44:四日市宿(よっかいち)
・天保14年の人口7114人、家数1811軒、旅籠98軒、本陣2軒
・四日市は湊と市場から発達し、1470年ごろから定期市が開かれた
・やがて毎月4日をはじめとして月6回の市が開かれ、伊勢参拝の分岐点ともなって大いに賑わった

 四日市---追分---采女町---下大久保町---石薬師 10.7km
 2003年6月7日、2012年1月7日





 三滝橋の袂に立つと、強風の中で三滝橋を渡ろうとしている旅人と橋を取り巻く風景を描いた広重の四日市宿の絵が浮かぶ。当時の橋の面影をどこにも残していない近代的な橋を前にしつつも、同じ構図でデジカメのシャッターを押してみる。橋を渡った先の土手でチョット休憩。どうも足が痛くなってきたようだ。街道にもどると目の前に名物のなが餅を売る笹井屋がある。


 2012年1月7日、本陣跡を探して再び四日市宿を尋ねた。なが餅の笹井屋の先に進んでいくと、右手に近藤建材現れるが、ここは帯や脇本陣跡である。その先の福生医院が問屋場跡である。その先に進むと、十字路となり右角に駐車場が現れる。ここが四日市宿一番の清水家本陣があった跡だ。ここは札ノ辻といって往時は一番の賑わいだった所だが交通が変わり、空襲で一帯が焼け出され、今はたんなる住宅街となっている。街道筋の面影を残しているのは笹井屋だけである。


 その先に進むと右手に黒川農薬商会が現れる。ここは黒川家本陣跡である。なお、街道を右に曲がり、国道をわたって一つ奥の路地に入るとビルの谷間に薬師寺がある。そこには黒川家本陣にあった門が移築されてある。これも街道筋の面影を残しているものだが、ビルの景色とマッチせず廃屋のようでわびしいかぎりだ。(追記完)

提示資料

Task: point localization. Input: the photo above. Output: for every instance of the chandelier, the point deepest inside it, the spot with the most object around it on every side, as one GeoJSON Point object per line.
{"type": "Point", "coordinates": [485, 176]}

資料の読解
A – 四日市宿の記事を読み、次の問いに答えなさい。
(i) 天保14年の四日市宿の旅籠の数はいくつか。
(ii) 三滝橋を渡った先の土手で休んだ後、街道にもどると目の前にある店は何か。
(iii) 黒川家本陣にあった門が移築されているのはどこか。
B – 四日市宿の記事のうち「その先に進むと右手に黒川農薬商会が現れる」で始まる段落を、主な事実を保ったまま箇条書きに書き直しなさい。

各問の解答
A –
(i) 98軒
(ii) 名物のなが餅を売る笹井屋
(iii) 薬師寺

B –
・右手に現れる黒川農薬商会は、黒川家本陣跡である。
・街道を右に曲がり、国道をわたって一つ奥の路地に入ると、ビルの谷間に薬師寺がある。
・薬師寺には、黒川家本陣にあった門が移築されている。
・この門も街道筋の面影を残すが、ビルの景色とマッチせず、廃屋のようでわびしい。